**WHAT IS EXPECTED:**
Quote verbatim every line of the items from the line containing "Place a marker on the car" through the last line of the items, both ends included.

**INPUT ROWS:**
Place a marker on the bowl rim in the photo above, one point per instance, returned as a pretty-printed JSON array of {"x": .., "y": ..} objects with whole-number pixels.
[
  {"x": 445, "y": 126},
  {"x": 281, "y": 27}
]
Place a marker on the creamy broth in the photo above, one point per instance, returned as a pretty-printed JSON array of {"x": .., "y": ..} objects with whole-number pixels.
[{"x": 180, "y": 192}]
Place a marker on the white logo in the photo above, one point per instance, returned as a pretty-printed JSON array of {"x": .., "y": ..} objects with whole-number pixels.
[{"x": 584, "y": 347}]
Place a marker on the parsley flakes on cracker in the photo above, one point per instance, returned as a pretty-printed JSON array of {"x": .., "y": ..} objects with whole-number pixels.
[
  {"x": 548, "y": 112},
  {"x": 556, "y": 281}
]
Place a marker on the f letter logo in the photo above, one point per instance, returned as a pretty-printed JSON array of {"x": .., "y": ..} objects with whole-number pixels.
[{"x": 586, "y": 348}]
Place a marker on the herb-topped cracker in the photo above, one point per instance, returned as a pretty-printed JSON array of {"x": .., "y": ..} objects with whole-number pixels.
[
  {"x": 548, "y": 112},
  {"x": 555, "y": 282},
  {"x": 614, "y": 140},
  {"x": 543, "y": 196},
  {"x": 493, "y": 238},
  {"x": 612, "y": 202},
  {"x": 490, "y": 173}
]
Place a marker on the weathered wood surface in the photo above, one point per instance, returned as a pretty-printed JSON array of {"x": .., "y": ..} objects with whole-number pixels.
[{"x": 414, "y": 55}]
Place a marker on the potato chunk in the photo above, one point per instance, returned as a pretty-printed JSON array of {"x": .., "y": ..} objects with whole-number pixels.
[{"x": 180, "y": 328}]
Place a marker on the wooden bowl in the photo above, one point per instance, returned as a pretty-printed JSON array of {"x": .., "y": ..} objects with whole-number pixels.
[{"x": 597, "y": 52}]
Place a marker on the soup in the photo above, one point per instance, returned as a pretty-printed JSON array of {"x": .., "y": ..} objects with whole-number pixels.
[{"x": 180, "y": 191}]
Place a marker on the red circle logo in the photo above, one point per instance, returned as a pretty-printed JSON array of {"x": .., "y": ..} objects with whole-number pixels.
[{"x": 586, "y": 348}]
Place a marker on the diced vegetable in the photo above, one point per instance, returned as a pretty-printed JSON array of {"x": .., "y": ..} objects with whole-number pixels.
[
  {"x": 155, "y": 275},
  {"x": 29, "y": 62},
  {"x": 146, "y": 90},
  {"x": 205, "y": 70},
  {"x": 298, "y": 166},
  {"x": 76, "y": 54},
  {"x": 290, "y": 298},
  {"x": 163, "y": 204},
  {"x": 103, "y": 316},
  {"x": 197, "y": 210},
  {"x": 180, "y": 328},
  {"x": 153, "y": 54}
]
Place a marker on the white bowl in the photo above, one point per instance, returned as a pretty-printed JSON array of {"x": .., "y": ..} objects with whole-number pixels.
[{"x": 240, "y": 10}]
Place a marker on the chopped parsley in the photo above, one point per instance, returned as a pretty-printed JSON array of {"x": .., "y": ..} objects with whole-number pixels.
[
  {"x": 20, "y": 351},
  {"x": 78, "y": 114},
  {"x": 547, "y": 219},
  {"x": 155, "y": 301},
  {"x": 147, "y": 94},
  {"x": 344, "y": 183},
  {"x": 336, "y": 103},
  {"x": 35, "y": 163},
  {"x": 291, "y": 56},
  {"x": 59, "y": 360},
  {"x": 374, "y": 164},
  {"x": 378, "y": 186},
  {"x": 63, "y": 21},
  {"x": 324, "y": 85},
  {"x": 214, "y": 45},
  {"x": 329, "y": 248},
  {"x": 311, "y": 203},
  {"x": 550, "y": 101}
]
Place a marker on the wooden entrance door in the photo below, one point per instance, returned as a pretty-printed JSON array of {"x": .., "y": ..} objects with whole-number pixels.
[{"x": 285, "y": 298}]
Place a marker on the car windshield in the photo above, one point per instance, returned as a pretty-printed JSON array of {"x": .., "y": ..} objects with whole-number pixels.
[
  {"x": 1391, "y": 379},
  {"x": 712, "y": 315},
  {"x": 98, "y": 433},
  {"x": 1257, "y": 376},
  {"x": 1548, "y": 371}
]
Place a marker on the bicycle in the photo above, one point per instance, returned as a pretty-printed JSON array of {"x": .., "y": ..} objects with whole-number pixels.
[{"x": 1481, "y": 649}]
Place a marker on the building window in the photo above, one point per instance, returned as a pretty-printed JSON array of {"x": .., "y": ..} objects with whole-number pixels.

**RESPONSE BELOW:**
Place a marker on the car windshield in the photo above, one point per instance, returned as a pretty-printed JSON array of {"x": .., "y": ..} objects with whole-number pixels.
[
  {"x": 1391, "y": 379},
  {"x": 712, "y": 315},
  {"x": 98, "y": 433},
  {"x": 1257, "y": 376},
  {"x": 1548, "y": 371}
]
Place a marker on the bicycle in the photo above, one point per instance, returned as a pretty-printed JSON array of {"x": .., "y": ..} objects with whole-number pixels.
[{"x": 1481, "y": 649}]
Place a marker on the building window in the photo above, one point per instance, returned as a pretty-printed JSON array of {"x": .., "y": ..} objects with whole-number pixels.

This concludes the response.